[Start of Records for this exercise]

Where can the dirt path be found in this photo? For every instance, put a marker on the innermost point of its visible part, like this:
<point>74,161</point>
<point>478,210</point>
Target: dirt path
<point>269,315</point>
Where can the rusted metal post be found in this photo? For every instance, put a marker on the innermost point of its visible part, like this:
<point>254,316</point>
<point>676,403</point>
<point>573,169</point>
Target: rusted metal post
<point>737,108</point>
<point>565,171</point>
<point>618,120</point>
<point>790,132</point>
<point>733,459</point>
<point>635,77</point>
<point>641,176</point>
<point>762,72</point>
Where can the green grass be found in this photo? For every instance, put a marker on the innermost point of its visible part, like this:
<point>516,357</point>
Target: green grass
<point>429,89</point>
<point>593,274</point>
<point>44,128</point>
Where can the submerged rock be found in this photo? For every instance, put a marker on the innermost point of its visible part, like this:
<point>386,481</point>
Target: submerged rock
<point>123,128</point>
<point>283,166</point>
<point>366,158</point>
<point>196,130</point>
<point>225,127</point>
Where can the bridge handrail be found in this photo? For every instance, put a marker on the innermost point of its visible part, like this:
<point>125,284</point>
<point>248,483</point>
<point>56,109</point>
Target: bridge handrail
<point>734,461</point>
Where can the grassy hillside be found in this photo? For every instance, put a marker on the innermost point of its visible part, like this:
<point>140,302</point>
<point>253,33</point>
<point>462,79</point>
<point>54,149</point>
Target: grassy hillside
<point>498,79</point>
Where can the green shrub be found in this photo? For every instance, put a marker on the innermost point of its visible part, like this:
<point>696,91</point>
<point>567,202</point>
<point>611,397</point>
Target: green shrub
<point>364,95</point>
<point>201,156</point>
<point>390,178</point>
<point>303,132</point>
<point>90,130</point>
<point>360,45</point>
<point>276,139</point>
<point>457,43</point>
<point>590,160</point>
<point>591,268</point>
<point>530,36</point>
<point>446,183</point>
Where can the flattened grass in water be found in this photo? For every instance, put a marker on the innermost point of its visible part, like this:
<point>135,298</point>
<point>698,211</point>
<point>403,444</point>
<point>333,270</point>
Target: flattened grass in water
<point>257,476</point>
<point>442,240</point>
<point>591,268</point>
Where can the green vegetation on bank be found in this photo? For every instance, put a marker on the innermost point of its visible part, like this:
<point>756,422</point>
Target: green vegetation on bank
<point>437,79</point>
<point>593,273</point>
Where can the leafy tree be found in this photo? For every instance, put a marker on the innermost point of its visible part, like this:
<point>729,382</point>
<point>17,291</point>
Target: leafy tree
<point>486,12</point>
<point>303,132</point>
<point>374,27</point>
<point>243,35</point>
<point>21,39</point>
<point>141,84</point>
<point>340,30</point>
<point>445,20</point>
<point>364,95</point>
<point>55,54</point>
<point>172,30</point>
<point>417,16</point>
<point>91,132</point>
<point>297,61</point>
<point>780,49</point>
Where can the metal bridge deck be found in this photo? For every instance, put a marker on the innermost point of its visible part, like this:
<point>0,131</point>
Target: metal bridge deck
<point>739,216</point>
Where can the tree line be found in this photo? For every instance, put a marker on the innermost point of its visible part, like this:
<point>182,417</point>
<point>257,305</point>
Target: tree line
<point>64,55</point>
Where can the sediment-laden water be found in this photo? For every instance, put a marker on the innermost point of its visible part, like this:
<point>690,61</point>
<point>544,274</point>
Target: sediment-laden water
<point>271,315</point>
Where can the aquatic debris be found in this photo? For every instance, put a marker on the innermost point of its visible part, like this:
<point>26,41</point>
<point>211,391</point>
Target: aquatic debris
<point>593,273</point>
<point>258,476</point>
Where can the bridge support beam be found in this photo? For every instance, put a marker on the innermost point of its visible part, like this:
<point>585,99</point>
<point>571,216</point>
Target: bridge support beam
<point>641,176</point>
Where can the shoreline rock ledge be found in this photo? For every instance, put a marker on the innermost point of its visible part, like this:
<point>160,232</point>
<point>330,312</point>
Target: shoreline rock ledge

[End of Records for this exercise]

### What is asked
Reproduce all of the data above word for word, changing nothing.

### Final result
Where can the dirt path be found in this photo? For every instance, put a marker on the innermost point of its visible part, like this:
<point>74,161</point>
<point>478,210</point>
Target: dirt path
<point>269,315</point>
Where can the rusted metal post be found in this photo? For every instance, put a marker on the innermost point of its visible part, like this:
<point>254,316</point>
<point>676,403</point>
<point>573,169</point>
Target: rusted metal post
<point>737,108</point>
<point>565,171</point>
<point>618,120</point>
<point>790,132</point>
<point>733,459</point>
<point>635,77</point>
<point>641,176</point>
<point>762,72</point>
Where can the green grass be found in this photo? For every instance, put a marker on the innermost point of its visible part, like this:
<point>516,357</point>
Target: green grass
<point>429,89</point>
<point>593,274</point>
<point>44,128</point>
Where can the submerged rock be found in this photo? For every instance, put a marker on the innermost point of its visible part, like this:
<point>386,481</point>
Target: submerged rock
<point>123,128</point>
<point>283,166</point>
<point>366,158</point>
<point>196,130</point>
<point>225,127</point>
Where can the bridge handrail be found in this photo? For every instance, put a marker on the innermost point of its visible part, like this:
<point>125,284</point>
<point>248,483</point>
<point>56,109</point>
Target: bridge handrail
<point>734,461</point>
Where can the grassy hillside be found in this photo? For every instance, put a marker on the innermost point of its visible part, like this:
<point>140,302</point>
<point>253,33</point>
<point>462,79</point>
<point>54,149</point>
Target: grassy hillside
<point>498,79</point>
Where can the green shrub be found in this photo? For every instance, put a marker on the innermost point of its visible part, like this:
<point>696,91</point>
<point>567,202</point>
<point>611,397</point>
Target: green shrub
<point>364,95</point>
<point>201,156</point>
<point>390,178</point>
<point>303,132</point>
<point>90,130</point>
<point>360,45</point>
<point>276,139</point>
<point>457,43</point>
<point>590,160</point>
<point>591,268</point>
<point>530,36</point>
<point>446,183</point>
Where can the flattened grass in water be found in this photo? For every instance, put a marker on the innermost point of its visible part, like this:
<point>135,298</point>
<point>698,211</point>
<point>403,444</point>
<point>333,270</point>
Target: flattened grass in water
<point>257,476</point>
<point>442,240</point>
<point>591,268</point>
Where can the green vegetation on bank be found in this photo? For every instance, put a marker on the innermost point of its visible part, like this:
<point>756,422</point>
Target: green vegetation on bank
<point>437,79</point>
<point>593,273</point>
Where can the leafy tree be found in this photo? For every instance, put a marker on the innermost point of its visible part, like this:
<point>729,382</point>
<point>17,291</point>
Target: leafy tree
<point>486,12</point>
<point>303,132</point>
<point>374,27</point>
<point>243,35</point>
<point>21,39</point>
<point>141,84</point>
<point>340,30</point>
<point>445,20</point>
<point>364,95</point>
<point>55,54</point>
<point>172,30</point>
<point>417,16</point>
<point>91,132</point>
<point>297,61</point>
<point>780,49</point>
Where can the metal bridge deck be found in this photo? For every instance, put a marker on the innermost point of its visible part, like this:
<point>0,131</point>
Target: metal bridge deck
<point>739,216</point>
Where can the tree line be found in this photo? For every instance, put a marker on the innermost point of its visible part, like this:
<point>182,417</point>
<point>257,305</point>
Target: tree line
<point>64,55</point>
Where can the sediment-laden water be found in this photo? For every instance, put a marker on the innermost point of its visible part, like this:
<point>690,61</point>
<point>544,274</point>
Target: sediment-laden water
<point>271,315</point>
Where can the aquatic debris be found in this photo? For every instance, put a marker on the innermost point of its visible part, like this:
<point>26,41</point>
<point>211,391</point>
Target: aquatic debris
<point>593,273</point>
<point>258,476</point>
Where can the bridge support beam be found in this photo? For every instance, put a marker on the innermost point of its visible part, like this:
<point>585,99</point>
<point>571,216</point>
Target: bridge support beam
<point>641,176</point>
Where can the shoreline rock ledge be found in this photo? For every instance, put a marker on the innermost point of its visible part, like this:
<point>160,232</point>
<point>330,312</point>
Target: shoreline rock ledge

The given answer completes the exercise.